Problem to work on
Please restate, word for word, the lines below that begin at the one with "Query: woman in pink dress" and end at the one with "[ ] a keypoint on each instance of the dancer". Leave out all other lines.

Record extracts
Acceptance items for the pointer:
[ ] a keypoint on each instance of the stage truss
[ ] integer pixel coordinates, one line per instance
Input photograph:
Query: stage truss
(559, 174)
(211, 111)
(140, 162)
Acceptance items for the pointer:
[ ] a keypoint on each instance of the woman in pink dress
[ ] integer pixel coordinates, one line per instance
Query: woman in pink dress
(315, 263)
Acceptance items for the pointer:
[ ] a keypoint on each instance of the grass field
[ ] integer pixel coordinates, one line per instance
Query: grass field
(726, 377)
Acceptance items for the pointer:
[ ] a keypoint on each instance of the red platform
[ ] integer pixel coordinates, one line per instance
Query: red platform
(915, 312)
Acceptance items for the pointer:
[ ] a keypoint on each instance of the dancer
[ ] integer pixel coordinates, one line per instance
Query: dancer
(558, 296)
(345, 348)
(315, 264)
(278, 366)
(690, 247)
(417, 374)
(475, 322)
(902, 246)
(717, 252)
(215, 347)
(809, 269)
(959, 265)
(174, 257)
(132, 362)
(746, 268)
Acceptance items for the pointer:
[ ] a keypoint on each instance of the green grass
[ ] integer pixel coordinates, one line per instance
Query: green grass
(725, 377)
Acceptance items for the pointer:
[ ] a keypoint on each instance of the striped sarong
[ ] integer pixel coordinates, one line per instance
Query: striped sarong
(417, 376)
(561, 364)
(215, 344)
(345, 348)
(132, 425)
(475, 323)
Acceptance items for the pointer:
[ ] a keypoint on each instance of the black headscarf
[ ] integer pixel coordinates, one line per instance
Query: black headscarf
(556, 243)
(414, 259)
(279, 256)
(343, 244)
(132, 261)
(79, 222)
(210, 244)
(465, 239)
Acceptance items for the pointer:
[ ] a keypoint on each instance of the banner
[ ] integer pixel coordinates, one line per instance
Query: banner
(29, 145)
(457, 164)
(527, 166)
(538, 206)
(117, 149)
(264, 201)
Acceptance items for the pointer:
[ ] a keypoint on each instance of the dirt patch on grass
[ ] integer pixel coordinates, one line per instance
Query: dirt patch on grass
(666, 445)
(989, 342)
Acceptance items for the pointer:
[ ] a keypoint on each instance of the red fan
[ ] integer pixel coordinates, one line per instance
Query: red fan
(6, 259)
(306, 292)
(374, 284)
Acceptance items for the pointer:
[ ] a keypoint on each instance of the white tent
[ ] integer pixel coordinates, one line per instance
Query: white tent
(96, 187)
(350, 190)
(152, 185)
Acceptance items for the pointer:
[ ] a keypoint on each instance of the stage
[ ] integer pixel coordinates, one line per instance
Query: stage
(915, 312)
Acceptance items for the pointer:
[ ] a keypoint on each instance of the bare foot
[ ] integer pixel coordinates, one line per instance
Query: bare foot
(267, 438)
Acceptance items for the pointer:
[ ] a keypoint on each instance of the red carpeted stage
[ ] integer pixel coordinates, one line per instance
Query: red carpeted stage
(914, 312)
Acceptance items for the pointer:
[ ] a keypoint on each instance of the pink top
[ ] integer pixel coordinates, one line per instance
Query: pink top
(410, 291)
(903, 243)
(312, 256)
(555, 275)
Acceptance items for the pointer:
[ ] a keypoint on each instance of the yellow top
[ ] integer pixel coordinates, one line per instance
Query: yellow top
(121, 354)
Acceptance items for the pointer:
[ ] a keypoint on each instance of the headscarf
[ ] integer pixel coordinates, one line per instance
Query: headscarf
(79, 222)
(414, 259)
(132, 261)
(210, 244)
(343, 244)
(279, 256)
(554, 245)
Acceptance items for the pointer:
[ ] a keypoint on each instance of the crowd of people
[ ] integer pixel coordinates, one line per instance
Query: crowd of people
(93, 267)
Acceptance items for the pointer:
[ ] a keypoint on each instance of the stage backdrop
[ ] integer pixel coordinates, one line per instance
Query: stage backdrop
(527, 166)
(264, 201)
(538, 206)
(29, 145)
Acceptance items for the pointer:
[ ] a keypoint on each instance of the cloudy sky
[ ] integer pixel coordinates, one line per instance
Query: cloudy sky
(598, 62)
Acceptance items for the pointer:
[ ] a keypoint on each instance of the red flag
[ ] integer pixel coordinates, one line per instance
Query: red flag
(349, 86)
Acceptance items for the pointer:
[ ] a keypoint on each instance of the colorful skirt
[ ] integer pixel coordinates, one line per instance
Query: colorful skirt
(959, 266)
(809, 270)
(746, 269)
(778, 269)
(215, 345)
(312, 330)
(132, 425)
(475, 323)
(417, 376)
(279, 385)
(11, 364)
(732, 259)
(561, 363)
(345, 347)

Answer to this task
Query: woman in pink dress
(315, 263)
Acceptance items for the pointer:
[ ] a keypoint on each instance of the grass field
[ ] integer pixel coordinates, one line per instance
Query: grass field
(726, 377)
Acceptance items for the pointer:
[ ] a keypoint on each instance of the red platform
[ ] integer pixel coordinates, one line per instance
Query: red platform
(915, 312)
Acceptance items for the pointer:
[ ] a keypoint on each instance of the dancer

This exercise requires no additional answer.